=== Übungsaufgaben ===
**a.** Beantworte diese Fragen zum Bericht über Bahrain:
(i) Wo versammeln sich die Demonstranten vor dem Marsch?
(ii) Vor wie vielen Jahren hat Bahrain das Abraham-Abkommen mit Israel geschlossen?
(iii) Mit wessen Hilfe ließ das Königshaus 2011 den Volksaufstand niederschlagen?
**b.** Gib aus den Zeilen nach dem Bericht über Bahrain diese Zeilen unverändert wieder: beginnend mit der Zeile, die „point: gray smoke“ enthält, und endend mit der letzten Zeile.

=== Ausgewählter Text ===
* * *

Ein seltenes Bild im autoritären Inselstaat Bahrain: Demonstranten bei einer Protestkundgebung für Gaza in der Hauptstadt Manama.

Hamad I Mohammed / Reuters

Die Demonstranten, die sich im Hof des Sport-Klubs von Manama versammelt haben, sind äusserst diszipliniert. Geduldig warten sie, bis die Polizei die benachbarten Strassen abgesperrt hat. Erst dann setzen sie sich in Bewegung. Hinter einem grossen Transparent marschieren sie durch die Strassen der Hauptstadt von Bahrain, schwingen Palästina-Fahnen und rufen Parolen.

Es sind finstere Klassiker des Nahostkonflikts, die unter dem tiefblauen Nachmittagshimmel am Persischen Golf erklingen: «Tod Israel», aber auch «Chaibar, Chaibar, oh Jude!» – ein unter Islamisten beliebter Schlachtruf, der auf die Frühzeit des Islam Bezug nimmt, als Mohammeds Armee die Juden von Medina bekriegte, weil diese sich gegen den Propheten gewandt haben sollen.

«Nieder mit der Normalisierung»

Ein dicker Mann mit Bart und Megafon orchestriert die Veranstaltung. Er trägt einen Palästina-Schal um den Hals und gibt sich kurz angebunden. «Ich habe keine Zeit zum Reden», sagt er, um dann anzufügen: «Unsere Demonstration ist natürlich genehmigt. Wir wollen damit das Morden in Gaza stoppen.»

Doch das ist nicht das Einzige, was die Demonstranten fordern. Auf dem Transparent steht auch: «Nieder mit der Normalisierung!» Damit ist das sogenannte Abraham-Abkommen gemeint, welches Bahrain vor drei Jahren mit Israel geschlossen hat und das eine volle Normalisierung der Beziehungen mit Jerusalem beinhaltet.

Dass im autoritär geführten Bahrain die Politik der Regierung offen kritisiert werden kann, ist neu. Während des Arabischen Frühlings 2011 liess das Königshaus einen Volksaufstand mithilfe des saudischen Militärs gewaltsam niederschlagen. Geht es um Palästina, wird der Dissens aber geduldet. «Das zeigt doch, dass wir ein freies Land sind», sagt eine Regierungsvertreterin dazu.

Wut, Ohnmacht und Balance

Die Gründe für die Toleranz liegen aber eher woanders. Denn wie andere Länder im Nahen Osten befindet sich auch der winzige Inselstaat im Persischen Golf in einer Zwickmühle. Während die Bevölkerung voller Wut und Ohnmacht mitverfolgt, wie die israelischen Streitkräfte in Gaza einen brutalen Krieg führen, versuchen die mit Jerusalem verbündeten Herrscher die Balance zu halten.

* * *

=== Bereitgestellte Zeilen ===
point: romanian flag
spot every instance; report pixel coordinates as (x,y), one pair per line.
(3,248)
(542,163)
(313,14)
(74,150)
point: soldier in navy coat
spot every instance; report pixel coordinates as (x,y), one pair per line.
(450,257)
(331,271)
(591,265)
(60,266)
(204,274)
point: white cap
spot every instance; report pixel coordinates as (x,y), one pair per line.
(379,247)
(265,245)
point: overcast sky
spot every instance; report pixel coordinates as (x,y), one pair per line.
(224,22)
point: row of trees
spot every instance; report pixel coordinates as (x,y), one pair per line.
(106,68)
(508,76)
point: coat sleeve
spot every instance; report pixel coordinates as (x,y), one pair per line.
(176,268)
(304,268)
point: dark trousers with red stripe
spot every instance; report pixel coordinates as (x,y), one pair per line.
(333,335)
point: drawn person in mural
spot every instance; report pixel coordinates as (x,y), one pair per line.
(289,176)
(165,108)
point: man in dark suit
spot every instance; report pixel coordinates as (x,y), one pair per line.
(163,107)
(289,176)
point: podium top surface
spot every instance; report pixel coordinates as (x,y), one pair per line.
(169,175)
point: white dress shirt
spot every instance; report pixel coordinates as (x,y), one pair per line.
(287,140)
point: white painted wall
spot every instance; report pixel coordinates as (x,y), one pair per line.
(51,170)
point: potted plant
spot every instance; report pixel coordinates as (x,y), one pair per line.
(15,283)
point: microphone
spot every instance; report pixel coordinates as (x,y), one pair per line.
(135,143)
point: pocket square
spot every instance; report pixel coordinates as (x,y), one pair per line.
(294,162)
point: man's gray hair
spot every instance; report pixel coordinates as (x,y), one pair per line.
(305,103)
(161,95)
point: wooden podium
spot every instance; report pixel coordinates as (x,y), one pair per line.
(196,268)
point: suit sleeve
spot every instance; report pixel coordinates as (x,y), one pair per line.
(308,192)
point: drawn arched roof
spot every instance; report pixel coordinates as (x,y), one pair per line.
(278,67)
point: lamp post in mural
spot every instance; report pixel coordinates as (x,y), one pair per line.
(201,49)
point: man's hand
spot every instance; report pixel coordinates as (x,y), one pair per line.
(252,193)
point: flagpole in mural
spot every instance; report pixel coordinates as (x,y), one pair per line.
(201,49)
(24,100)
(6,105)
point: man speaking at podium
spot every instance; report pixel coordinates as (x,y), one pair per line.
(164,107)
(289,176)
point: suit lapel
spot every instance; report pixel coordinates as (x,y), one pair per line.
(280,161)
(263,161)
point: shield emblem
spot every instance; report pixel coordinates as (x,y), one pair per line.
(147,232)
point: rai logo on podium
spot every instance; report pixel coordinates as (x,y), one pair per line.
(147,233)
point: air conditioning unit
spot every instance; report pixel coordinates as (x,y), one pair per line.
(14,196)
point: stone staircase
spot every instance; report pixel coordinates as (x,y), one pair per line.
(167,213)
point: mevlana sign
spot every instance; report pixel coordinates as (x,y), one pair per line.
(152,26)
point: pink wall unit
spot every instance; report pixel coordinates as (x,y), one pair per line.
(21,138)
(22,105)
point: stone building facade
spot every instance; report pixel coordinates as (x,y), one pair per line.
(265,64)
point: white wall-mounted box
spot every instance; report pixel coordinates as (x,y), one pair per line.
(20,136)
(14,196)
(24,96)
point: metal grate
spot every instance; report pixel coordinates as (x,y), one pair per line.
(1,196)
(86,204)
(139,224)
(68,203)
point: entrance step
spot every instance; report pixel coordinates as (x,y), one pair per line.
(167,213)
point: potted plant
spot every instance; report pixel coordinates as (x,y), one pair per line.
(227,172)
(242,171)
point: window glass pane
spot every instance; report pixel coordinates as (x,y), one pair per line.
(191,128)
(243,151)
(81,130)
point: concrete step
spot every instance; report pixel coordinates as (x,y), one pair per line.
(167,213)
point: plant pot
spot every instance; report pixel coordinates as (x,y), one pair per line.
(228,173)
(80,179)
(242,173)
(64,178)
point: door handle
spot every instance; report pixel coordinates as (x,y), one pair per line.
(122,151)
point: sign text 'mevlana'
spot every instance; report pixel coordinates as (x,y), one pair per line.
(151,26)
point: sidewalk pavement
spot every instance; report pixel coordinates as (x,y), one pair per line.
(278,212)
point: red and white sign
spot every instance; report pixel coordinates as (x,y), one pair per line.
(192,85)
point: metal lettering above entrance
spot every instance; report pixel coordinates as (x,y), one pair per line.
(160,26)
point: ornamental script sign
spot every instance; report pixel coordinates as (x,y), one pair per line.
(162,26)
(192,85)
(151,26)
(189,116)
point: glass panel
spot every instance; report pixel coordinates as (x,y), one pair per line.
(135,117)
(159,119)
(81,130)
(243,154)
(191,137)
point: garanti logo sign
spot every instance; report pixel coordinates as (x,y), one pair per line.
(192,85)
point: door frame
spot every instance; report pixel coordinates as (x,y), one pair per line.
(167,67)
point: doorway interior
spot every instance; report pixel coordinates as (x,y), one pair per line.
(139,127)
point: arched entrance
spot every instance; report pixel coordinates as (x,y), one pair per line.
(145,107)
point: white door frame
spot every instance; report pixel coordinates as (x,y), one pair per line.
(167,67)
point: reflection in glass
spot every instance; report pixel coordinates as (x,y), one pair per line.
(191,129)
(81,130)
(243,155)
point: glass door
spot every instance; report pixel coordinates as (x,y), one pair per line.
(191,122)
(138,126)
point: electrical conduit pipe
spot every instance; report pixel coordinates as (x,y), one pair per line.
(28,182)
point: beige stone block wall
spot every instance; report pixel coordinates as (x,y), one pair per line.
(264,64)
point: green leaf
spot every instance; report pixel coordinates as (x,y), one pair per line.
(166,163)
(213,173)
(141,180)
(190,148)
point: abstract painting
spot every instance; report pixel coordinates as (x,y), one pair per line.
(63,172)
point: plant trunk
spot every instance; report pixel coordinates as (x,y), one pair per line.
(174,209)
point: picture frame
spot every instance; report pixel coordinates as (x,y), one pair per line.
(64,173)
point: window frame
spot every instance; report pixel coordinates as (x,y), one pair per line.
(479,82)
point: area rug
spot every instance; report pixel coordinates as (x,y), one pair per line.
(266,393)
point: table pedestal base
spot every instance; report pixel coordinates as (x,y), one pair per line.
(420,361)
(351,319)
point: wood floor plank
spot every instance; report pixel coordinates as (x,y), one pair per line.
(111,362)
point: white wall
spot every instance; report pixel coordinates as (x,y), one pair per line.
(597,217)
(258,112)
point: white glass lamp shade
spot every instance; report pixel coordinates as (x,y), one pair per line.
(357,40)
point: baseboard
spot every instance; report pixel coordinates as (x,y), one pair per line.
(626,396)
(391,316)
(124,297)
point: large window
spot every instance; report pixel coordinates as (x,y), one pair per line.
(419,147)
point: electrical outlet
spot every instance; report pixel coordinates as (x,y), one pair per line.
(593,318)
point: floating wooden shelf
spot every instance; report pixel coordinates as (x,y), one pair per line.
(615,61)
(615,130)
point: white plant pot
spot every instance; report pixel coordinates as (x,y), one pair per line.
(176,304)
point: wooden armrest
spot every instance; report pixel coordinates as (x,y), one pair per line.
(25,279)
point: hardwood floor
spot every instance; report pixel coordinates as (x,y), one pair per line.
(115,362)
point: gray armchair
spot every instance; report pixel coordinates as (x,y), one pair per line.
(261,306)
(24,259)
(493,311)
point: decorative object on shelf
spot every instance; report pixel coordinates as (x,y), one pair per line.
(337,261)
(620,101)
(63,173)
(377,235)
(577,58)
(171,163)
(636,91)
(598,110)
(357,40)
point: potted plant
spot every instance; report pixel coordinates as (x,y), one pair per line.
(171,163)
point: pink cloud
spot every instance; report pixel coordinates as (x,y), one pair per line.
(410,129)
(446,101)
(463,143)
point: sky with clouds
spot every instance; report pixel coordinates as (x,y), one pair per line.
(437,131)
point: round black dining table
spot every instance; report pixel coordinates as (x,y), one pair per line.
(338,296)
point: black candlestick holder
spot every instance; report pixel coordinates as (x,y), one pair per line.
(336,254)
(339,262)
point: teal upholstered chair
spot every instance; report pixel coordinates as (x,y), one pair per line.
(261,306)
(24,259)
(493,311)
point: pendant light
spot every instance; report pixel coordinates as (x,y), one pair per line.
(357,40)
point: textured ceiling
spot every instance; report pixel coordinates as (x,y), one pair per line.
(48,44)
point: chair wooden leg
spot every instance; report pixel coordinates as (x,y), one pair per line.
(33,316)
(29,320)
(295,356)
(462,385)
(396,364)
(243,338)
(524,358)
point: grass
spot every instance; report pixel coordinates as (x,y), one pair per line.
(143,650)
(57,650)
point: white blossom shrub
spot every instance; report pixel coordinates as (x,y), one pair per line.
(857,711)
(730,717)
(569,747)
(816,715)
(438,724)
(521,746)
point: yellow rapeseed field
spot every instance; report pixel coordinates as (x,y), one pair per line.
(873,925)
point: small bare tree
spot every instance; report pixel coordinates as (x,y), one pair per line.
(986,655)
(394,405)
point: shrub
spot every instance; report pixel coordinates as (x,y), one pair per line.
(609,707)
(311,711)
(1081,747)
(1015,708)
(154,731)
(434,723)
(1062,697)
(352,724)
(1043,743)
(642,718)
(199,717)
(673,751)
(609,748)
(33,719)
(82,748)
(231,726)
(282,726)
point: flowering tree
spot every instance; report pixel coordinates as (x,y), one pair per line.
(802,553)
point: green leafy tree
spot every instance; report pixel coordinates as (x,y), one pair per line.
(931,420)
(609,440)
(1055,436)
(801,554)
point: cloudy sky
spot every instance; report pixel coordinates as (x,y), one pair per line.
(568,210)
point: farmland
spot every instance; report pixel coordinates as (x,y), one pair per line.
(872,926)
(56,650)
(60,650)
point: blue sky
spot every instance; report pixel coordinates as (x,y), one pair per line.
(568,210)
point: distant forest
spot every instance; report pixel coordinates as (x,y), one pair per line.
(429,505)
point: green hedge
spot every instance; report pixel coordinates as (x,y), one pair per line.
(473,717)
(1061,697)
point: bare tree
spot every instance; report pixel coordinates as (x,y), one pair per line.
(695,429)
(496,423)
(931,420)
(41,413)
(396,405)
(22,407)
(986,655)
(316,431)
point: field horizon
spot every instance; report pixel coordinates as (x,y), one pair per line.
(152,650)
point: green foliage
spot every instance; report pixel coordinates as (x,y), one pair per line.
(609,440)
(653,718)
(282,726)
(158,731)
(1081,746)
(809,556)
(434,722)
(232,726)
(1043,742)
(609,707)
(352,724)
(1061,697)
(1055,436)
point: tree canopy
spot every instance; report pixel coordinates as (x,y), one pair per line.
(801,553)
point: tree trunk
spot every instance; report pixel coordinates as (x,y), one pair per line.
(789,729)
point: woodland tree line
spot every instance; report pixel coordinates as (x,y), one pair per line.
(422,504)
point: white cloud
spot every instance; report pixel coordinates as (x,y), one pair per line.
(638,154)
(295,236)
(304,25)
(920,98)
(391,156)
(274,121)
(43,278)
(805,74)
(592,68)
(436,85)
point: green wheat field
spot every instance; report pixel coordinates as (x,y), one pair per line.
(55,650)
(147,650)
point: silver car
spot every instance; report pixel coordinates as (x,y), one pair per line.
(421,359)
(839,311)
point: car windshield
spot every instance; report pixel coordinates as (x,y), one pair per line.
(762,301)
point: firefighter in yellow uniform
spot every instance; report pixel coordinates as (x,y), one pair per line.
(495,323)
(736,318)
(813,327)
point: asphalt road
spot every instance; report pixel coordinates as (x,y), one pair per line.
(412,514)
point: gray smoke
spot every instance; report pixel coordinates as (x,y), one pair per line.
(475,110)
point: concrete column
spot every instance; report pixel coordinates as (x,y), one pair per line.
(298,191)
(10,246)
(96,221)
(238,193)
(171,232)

* * *

=== Lösungen zur Übung ===
**a.**
(i) Im Hof des Sport-Klubs von Manama.
(ii) Vor drei Jahren.
(iii) Mit Hilfe des saudischen Militärs.

**b.**
point: gray smoke
spot every instance; report pixel coordinates as (x,y), one pair per line.
(475,110)
point: concrete column
spot every instance; report pixel coordinates as (x,y), one pair per line.
(298,191)
(10,246)
(96,221)
(238,193)
(171,232)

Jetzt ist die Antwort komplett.